GIVEN TEXT -
· · · · · · ·

|Moderator||Richard McCray, Visiting Scholar at the University of California, Berkeley|
|Speaker||Edna DeVore, SETI Institute|
|Panelists||Beth Johnston, Principal at Endeavour Elementary School
Mordecai Mac Low, American Museum of Natural History
Cassandra Soeffing, Institute for Global Environmental Strategies
Belinda Wilkes, Chandra X-Ray Center
Edna DeVore, SETI Institute
Edna DeVore of the SETI Institute gave the address to begin Session 2. She reminded the audience of the NASA Science Mission Directorate vision for education:
To share the story, science, and the adventure of NASA’s scientific explorations of our home planet, the solar system and the universe and beyond through stimulating and informative activities and experiences created by experts, delivered effectively and efficiently to learners of many backgrounds via proven conduits, thus providing a return on the public’s investment in NASA’s scientific research.
DeVore then explained that the federal government’s National Science and Technology Council created a 5-year strategic plan that established five priority science, technology, engineering, and mathematics (STEM) education investment areas:1
- Improve STEM instruction;
- Increase and sustain youth and public engagement in STEM;
- Enhance STEM experiences for undergraduate students;
1 Committee on STEM Education, Federal Science, Technology, Engineering, and Mathematics (STEM) Education 5-Year Strategic Plan, National Science and Technology Council, Executive Office of the President, May 2013, http://www.whitehouse.gov/sites/default/files/microsites/ostp/stem_stratplan_2013.pdf.
- Better serve groups historically underrepresented in STEM fields; and
- Design graduate education for tomorrow’s STEM workforce.
Each of these investment areas has specific goals. For instance, improving STEM instruction has the goal of “preparing 100,000 excellent new K-12 STEM teachers by 2020 and to support the existing STEM teacher workforce.” NASA’s involvement in that goal includes projects such as the Airborne Astronomy Ambassadors.
DeVore stated that there are 67,000 elementary schools and 25,000 high schools with a total of approximately 50 million students. There are 1.7 million elementary school teachers in the United States, including 18,000 science teachers and 32,000 math teachers. There are 1.7 million high school teachers—209,000 science and 250,000 math.
NASA education programs have to “think nationally, yet serve state and local needs,” she said. She added that sending a few scientists and engineers into classrooms cannot solve the problem, because it does not reach enough students. There are 60 times as many science teachers as there are scientists and engineers at NASA. DeVore said there is a need to match the scientists and their expertise to what the school requires, and scientists often fail to recognize that. She mentioned that she once received a phone call from a scientist who wanted to produce a lesson on solar seismology for third graders—the scientist did not understand what was suitable for third graders.

· · · · · · ·

Dataset rows showing where objects appear

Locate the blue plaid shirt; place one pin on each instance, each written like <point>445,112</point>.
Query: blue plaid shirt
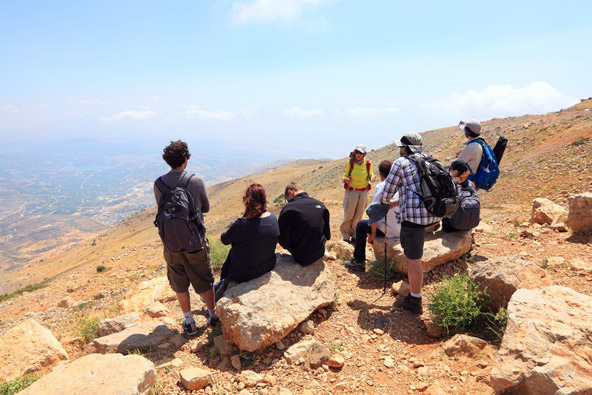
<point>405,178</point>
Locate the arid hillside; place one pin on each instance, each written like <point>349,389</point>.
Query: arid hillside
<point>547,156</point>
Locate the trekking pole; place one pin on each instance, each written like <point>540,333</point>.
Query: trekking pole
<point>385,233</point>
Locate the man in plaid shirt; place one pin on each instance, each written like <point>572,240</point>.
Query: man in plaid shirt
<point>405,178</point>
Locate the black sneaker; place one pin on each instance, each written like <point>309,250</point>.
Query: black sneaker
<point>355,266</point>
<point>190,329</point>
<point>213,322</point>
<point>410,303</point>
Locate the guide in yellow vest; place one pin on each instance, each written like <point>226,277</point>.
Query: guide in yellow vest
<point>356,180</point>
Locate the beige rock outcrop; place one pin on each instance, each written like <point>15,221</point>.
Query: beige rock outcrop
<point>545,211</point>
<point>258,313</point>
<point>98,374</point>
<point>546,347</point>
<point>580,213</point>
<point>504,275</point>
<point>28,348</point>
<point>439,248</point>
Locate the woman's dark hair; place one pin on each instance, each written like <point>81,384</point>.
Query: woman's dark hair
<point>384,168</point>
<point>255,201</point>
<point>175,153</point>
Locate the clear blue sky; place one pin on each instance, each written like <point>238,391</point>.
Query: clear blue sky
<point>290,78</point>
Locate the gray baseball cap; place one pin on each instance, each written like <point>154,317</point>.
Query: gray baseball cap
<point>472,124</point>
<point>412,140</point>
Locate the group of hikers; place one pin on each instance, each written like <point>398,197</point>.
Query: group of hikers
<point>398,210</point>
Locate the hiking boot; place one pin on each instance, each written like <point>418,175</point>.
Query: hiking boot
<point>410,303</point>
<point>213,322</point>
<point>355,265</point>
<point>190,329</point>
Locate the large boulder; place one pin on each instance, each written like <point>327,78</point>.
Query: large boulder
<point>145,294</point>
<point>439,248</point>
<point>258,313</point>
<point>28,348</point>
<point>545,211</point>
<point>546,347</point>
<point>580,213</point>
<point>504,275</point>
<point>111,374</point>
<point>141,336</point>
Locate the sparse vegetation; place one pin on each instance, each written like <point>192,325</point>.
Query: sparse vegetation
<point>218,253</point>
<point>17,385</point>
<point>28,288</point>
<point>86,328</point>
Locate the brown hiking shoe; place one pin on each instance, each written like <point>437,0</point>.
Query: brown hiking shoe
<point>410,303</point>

· · · · · · ·

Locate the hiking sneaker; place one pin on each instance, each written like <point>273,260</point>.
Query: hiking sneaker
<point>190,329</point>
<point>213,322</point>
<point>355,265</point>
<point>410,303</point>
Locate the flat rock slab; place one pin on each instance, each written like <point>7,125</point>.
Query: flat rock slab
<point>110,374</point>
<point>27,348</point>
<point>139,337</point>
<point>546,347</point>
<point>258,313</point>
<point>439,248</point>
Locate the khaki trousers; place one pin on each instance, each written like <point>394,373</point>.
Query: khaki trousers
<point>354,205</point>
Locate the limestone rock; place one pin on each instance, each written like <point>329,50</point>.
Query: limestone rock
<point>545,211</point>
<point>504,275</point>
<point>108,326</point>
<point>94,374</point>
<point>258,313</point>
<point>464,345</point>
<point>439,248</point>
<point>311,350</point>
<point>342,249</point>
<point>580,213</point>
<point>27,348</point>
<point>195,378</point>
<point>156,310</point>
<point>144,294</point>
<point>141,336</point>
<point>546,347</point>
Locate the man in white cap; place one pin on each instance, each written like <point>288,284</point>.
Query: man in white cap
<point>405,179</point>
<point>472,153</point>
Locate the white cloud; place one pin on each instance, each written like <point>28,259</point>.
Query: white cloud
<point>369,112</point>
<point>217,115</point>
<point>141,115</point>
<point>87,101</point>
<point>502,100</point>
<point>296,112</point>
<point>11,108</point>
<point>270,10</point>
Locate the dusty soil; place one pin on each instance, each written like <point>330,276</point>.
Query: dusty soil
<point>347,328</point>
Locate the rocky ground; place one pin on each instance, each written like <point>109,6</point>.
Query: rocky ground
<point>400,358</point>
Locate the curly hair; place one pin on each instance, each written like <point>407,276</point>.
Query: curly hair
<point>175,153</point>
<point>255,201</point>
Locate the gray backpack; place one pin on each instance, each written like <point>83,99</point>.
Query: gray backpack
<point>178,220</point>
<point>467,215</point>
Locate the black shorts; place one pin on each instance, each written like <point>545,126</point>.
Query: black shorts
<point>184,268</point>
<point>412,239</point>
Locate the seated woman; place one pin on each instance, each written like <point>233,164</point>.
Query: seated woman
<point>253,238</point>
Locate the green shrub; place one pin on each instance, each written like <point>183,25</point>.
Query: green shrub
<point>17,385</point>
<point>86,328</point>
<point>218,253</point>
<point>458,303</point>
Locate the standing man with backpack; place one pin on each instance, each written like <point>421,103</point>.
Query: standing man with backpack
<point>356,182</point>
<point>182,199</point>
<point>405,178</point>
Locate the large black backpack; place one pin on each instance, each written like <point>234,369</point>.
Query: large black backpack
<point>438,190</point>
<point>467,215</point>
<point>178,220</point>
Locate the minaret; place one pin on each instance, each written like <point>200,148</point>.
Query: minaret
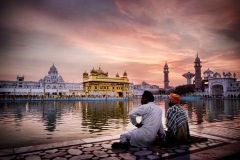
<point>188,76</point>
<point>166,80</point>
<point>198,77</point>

· · · · · · ·

YOUR OBJECTIVE -
Please reproduce the session summary word for word, starting at "DeVore then explained" and ending at "tomorrow’s STEM workforce.". Work only from the session summary; the records play no part here.

RESPONSE -
DeVore then explained that the federal government’s National Science and Technology Council created a 5-year strategic plan that established five priority science, technology, engineering, and mathematics (STEM) education investment areas:1
- Improve STEM instruction;
- Increase and sustain youth and public engagement in STEM;
- Enhance STEM experiences for undergraduate students;
1 Committee on STEM Education, Federal Science, Technology, Engineering, and Mathematics (STEM) Education 5-Year Strategic Plan, National Science and Technology Council, Executive Office of the President, May 2013, http://www.whitehouse.gov/sites/default/files/microsites/ostp/stem_stratplan_2013.pdf.
- Better serve groups historically underrepresented in STEM fields; and
- Design graduate education for tomorrow’s STEM workforce.